▶ [Work required]: Copy out each line of the records below that contains the word "hand".

▶ [Dataset excerpts]:
START

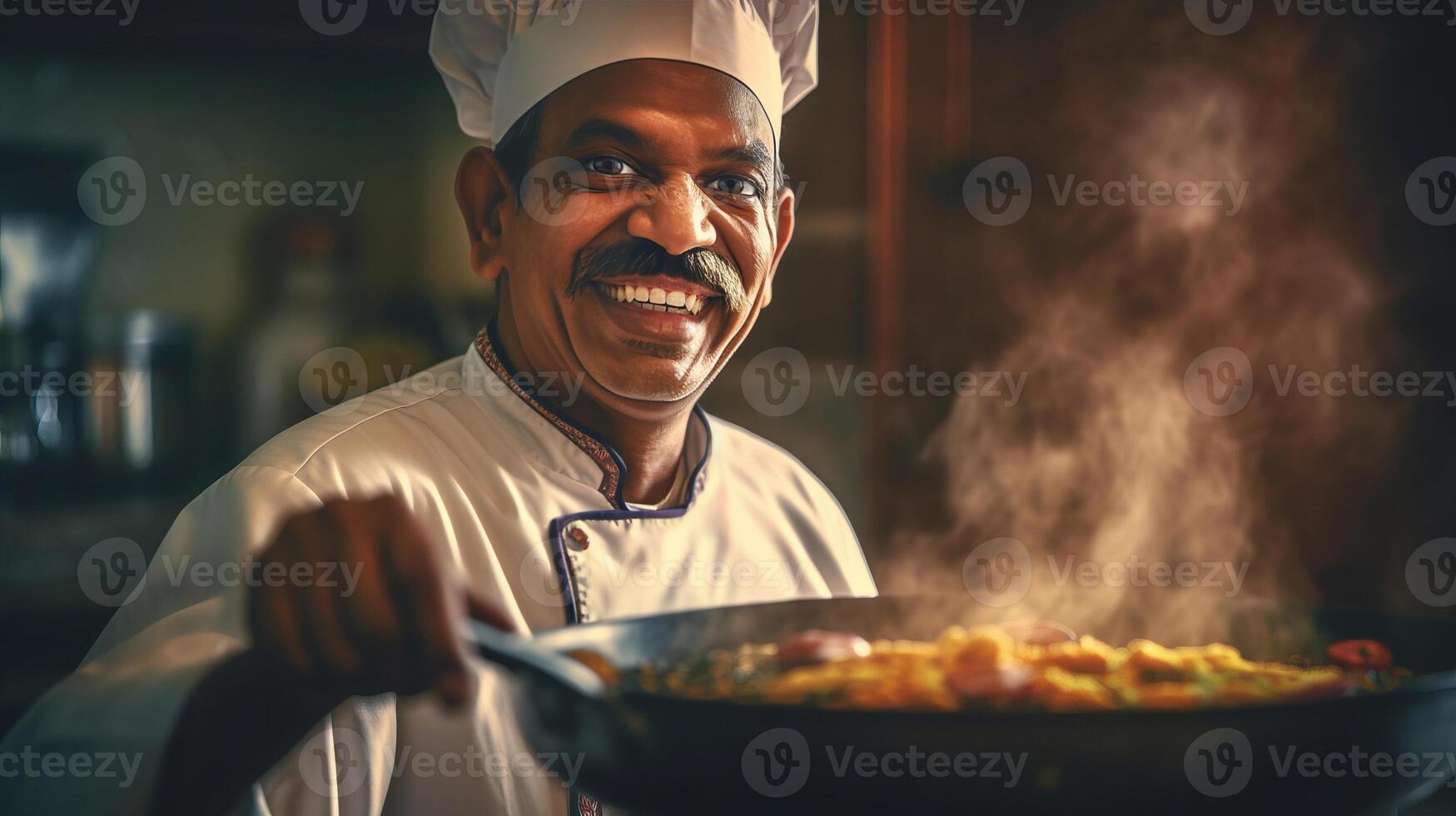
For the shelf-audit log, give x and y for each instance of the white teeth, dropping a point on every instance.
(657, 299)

END
START

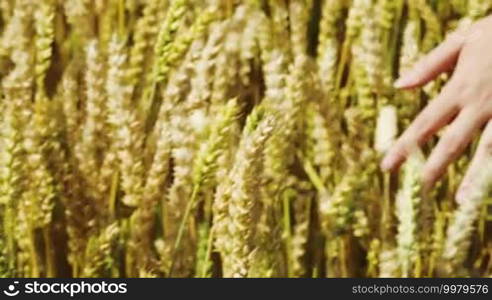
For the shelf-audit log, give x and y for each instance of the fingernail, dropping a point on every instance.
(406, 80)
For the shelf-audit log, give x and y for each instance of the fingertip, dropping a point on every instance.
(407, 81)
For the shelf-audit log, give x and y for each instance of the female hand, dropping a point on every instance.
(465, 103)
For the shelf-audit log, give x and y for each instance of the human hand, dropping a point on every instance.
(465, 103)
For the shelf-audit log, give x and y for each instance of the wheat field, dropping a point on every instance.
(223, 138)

END

▶ [The reply]:
For the shelf-audit log, give x and y for each instance of the female hand, dropping a point on every instance.
For the shelf-audit log, give x and y for each instance of the human hand, dropping a point on every instance.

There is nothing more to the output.